WORK INSTRUCTION 1
In the article on the International Aikido Federation, who always holds the office of IAF President?
WORK INSTRUCTION 2
Pick up the article on the International Aikido Federation after its final sentence and keep writing it.

PASSAGE FOR REVIEW
International Aikido Federation
- Sport: Aikido
- Jurisdiction: International
- Membership: 90
- Abbreviation: IAF
- Founded: 1976
- Headquarters: Tokyo, Japan
- President: Moriteru Ueshiba Dōshu
- Chairperson: Yoko Okamoto Shihan

Official website
- aikido-international.org

= International Aikido Federation =

Sport world governing body

International Aikido Federation (IAF) is a world governing body for the martial art of Aikido.

== Structure ==

The International Aikido Federation was formed in 1976 to serve as a primary global aikido organisation. It is an umbrella organisation with member organisations from 90 nations (for example, the All-Japan Aikido Federation is one member). All full members must be recognised by the Hombu and all associate members must be validated by the Hombu, so the IAF exclusively represents the Aikikai.

The IAF is a nominally democratic organisation but special roles are given to the Aikido Doshu and a council of senior instructors, to safeguard the "technical and moral" integrity of aikido. The IAF President is always the Aikido Doshu. He is responsible for the spirit and technical standards of Aikido.

The IAF currently admits only one member organisation per country and gives each full member an equal vote (it was modeled on the UN; it does not necessarily give every Aikikai student equal representation).

The IAF also organises International Aikido Congresses every four years, facilitating direct training between aikido students of different countries, sharing instruction by the world's most senior aikido instructors, and also providing a channel for official communication with the Hombu.

The membership of the IAF has grown to 87 member countries in April 2024, of which 13 are associate members without voting power.

The IAF publishes a list of member nations and organisations.

Chairpersons of the International Aikido Federation
| # | država | name | mandate |  |
|---|---|---|---|---|
| 1 | France | Guy Bonnefond Shihan(1974 – 1984) | 1974 | 1984 |
| 2 | Italy | Giorgio Veneri Shihan(1937 – 2005) | 1984 | 1996 |
| 3 | United Kingdom | Peter Goldsbury Shihan(born 1944) | 1996 | 2016 |
| 4 | Japan | Kei Izawa Shihan(born 1951) | 2016 | 2021 |
| 5 | Netherland | Wilko Vriesman Shihan(born 1958) | 2021 | 2024 |
| 6 | Japan | Yoko Okamoto Shihan(born 1956) | 2024 | present |

== Events ==
=== International Aikido Federation Congress ===
Every four years, the IAF holds a Congress in Japan where delegations from all member countries gather for a week of practice under the direction of numerous high ranked instructors, both Japanese and foreign. Along with the seminar are held directing committee meetings, liaison meetings as well as elections.

RAW DATA
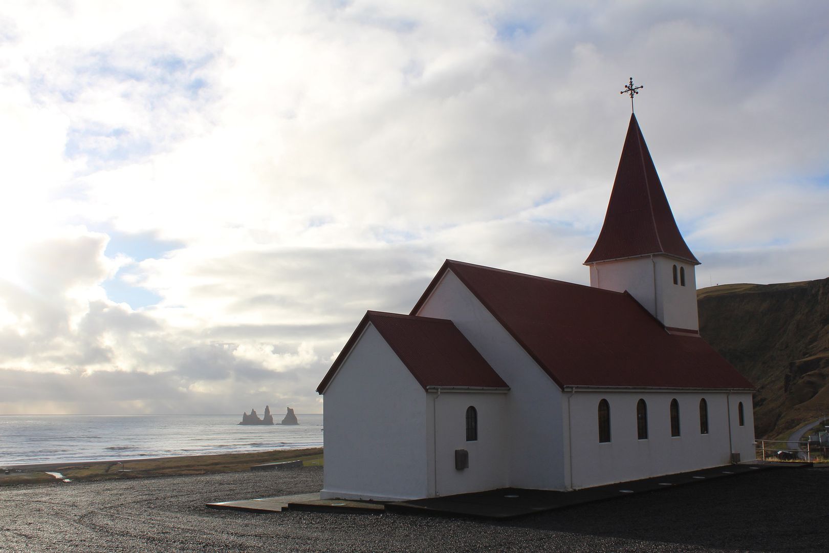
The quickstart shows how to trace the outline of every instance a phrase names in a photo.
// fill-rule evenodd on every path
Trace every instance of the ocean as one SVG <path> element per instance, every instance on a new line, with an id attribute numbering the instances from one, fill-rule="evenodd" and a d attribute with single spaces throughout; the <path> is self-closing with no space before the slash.
<path id="1" fill-rule="evenodd" d="M 322 415 L 297 419 L 240 426 L 240 415 L 0 415 L 0 466 L 322 447 Z"/>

RESULT 1
The Aikido Doshu.

RESULT 2
The last congress where delegates attended in person took place in the city of Takasaki (Gunma) in September 2016. No Congress was held in 2020 due the Covid-19 Pandemic. But on 13 October 2021 a virtual congress was held online during which new elections took place. Notwithstanding the pandemic, momentum in growth was thereby regained and accelerated.

The next congress is scheduled to take place from 30 September to 6 October 2024 in Tokyo, Japan. The IAF General Assembly, during which new elections is set to take place, shall be held on 30 September and 1 October 2024. The official delegates from member countries shall be able to participate either online or in person. The accompanying International Aikido Seminar - which is open for participation by all aikido practitioners worldwide - shall be conducted from 2 to 6 October 2024. As this is the 14th congress to be organized by the IAF, the combined event is called the IAF 14th Summit.

=== Other Events ===
The IAF represents Aikido in the global sports arena where it introduces this non-competitive martial art to the sporting world by participating in events only through demonstrations.

The IAF demonstrated aikido at several chapters of the World Games as organized by the International World Games Association (IWGA).

The IAF also demonstrated aikido at all the chapters of the World Combat Games of SportAccord that took place in China (2010), Russia (2013) and in Saudi Arabia (2023), respectively.